=== Sección de texto ===
Por ello, en el presente artículo se adopta una definición mínima aceptando la naturaleza exclusivamente
política y no económica del populismo basada fundamentalmente en el enfoque ideacional y añadiendo
el aporte de los enfoques estratégico y de estilo político. En ese sentido, el populismo es una ideología
laxa y heterogénea cuya premisa central divide a la sociedad en dos extremos: por un lado, un pueblo
virtuoso, homogéneo y depositario de lo ideal en el sentido positivo y, por el otro, una élite corrupta,
que representa lo negativo y a la que se responsabiliza de los problemas del pueblo. Esta ideología se
pone en práctica a través de un caudillo que implementa una estrategia y un estilo político de carácter
personalista, directo, no institucionalizado y con un alto contenido emocional que le permite movilizar
a las masas.

=== Material dado ===

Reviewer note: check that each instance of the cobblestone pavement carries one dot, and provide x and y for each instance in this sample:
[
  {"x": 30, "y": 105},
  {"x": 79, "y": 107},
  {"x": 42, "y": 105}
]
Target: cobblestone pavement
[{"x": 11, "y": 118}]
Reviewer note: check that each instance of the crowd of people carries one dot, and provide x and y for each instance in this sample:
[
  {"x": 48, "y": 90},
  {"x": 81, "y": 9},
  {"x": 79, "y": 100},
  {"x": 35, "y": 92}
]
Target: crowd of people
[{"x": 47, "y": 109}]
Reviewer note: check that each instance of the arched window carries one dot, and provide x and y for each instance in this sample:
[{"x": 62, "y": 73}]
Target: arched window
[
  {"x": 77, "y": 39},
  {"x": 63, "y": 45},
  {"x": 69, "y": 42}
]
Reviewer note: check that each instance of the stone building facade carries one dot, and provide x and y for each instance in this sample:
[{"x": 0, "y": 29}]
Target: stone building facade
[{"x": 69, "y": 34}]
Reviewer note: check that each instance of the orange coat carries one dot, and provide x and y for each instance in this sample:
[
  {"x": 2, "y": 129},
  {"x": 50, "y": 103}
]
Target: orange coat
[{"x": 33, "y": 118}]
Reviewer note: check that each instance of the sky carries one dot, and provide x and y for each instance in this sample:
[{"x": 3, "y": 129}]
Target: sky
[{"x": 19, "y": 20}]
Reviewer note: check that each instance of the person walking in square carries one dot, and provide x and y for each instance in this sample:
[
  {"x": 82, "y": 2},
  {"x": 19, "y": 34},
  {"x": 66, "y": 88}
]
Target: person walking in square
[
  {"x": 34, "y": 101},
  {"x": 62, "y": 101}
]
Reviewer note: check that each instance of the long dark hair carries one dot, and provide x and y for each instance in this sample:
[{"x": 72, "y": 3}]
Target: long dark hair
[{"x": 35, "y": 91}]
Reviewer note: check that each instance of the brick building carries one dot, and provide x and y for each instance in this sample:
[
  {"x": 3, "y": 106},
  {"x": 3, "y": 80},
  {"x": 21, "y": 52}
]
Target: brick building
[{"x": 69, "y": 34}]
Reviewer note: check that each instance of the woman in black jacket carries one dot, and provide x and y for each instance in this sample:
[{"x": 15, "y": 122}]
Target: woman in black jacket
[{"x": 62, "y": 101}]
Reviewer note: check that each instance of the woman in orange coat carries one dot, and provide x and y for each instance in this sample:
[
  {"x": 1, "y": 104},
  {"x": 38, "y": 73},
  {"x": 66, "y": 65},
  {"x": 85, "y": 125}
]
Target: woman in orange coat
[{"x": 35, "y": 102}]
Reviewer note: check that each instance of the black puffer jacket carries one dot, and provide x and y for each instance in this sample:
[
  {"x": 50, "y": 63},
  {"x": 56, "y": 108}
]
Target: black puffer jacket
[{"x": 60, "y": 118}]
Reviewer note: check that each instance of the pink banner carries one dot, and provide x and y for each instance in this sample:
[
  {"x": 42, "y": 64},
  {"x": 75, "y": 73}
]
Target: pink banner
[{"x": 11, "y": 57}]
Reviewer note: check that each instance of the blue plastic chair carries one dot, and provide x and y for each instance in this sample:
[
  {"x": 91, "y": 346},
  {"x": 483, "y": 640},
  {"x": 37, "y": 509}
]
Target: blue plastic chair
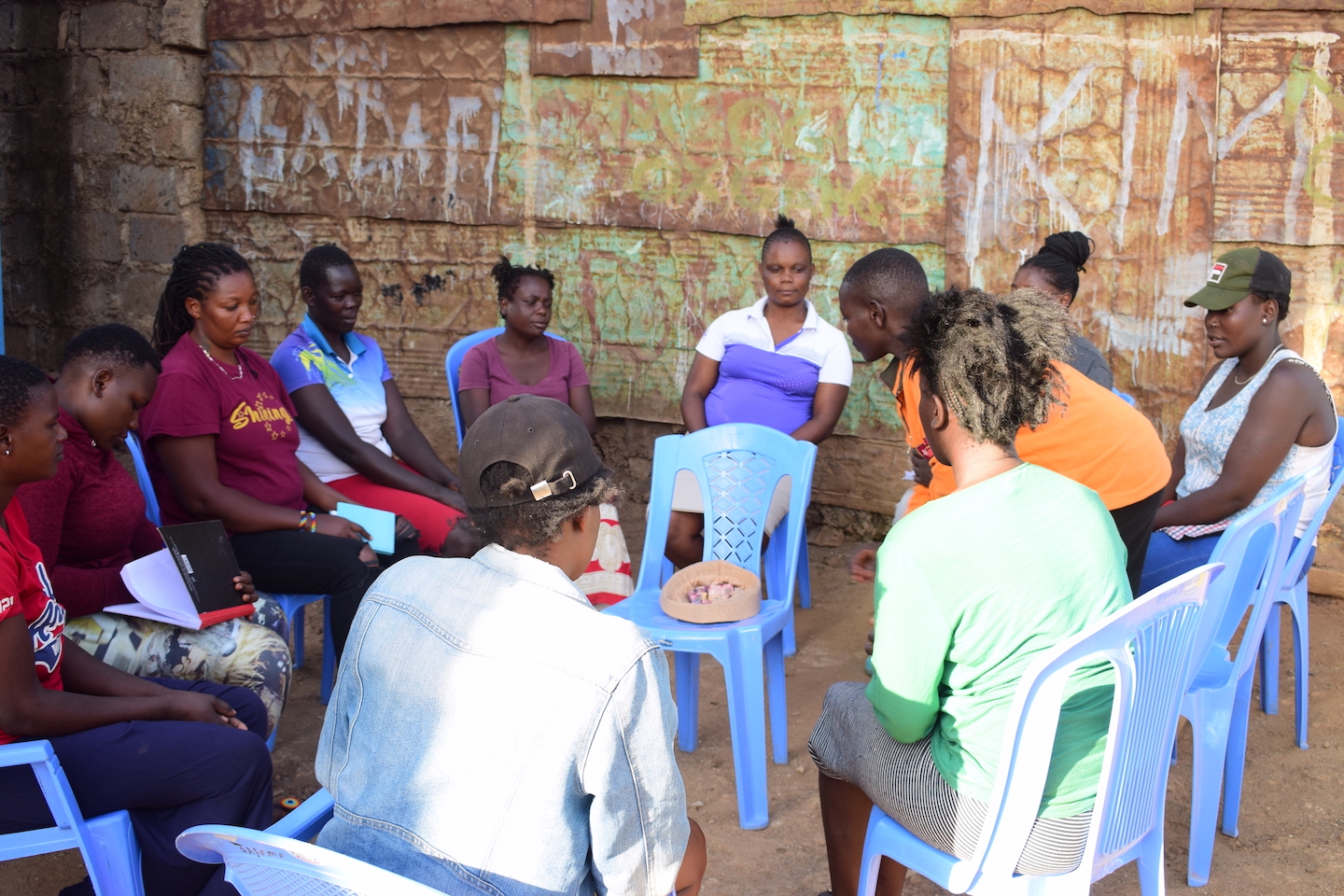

=== Qué se pide ===
- A) ¿Qué rasgos atribuye el texto sobre el populismo a la estrategia y al estilo político del caudillo? Enuméralos todos.
- B) Según el texto sobre el populismo, ¿a quién se responsabiliza de los problemas del pueblo?
- C) Escribe la continuación del texto sobre el populismo a partir de su última oración.

=== Respuestas por tarea ===
- A)
- Personalista
- Directo
- No institucionalizado
- Con un alto contenido emocional

- B) A la élite corrupta.

- C)
La relación entre populismo y democracia
¿El populismo es bueno o malo para la democracia? La respuesta a esta pregunta ha dividido a los
estudiosos en tres bloques. El primero (Rosanvallon, 2021; Gratius y Rivero, 2018; Freidenberg, 2008;
Arenas, 2007; Navarrete, 2017; Peruzzotti, 2017; Werner, 2017; Salmorán, 2021; Arditi, 2010)
considera que el populismo es antidemocrático, debido a que desaparece el pluralismo, trastoca las
instituciones republicanas y fortalece los rasgos mesiánicos y autoritarios de un caudillo. El segundo
(Moffitt, 2022; Meléndez, 2022; De la Torre, 2008; Panizza, 2008; Mudde y Rovira Kaltwasser, 2019)
considera que el populismo tiene mecanismos que fortalecen y otros que perjudican a la democracia y
que, en todo caso, dependerá del tipo de populismo y de democracia a la que se hace referencia. El
tercero (Laclau, 2004; Laclau y Mouffe, 2004; Mouffe y Errejón, 2015; Lynch, 2017; Mouffe, 2018)
considera que el populismo es útil porque fortalece y ayuda a radicalizar a la democracia. Los defensores
de esta última tesis señalan al populismo de izquierda como ejemplo, en la medida en que incluye a
sectores generalmente excluidos de la sociedad en la toma de decisiones.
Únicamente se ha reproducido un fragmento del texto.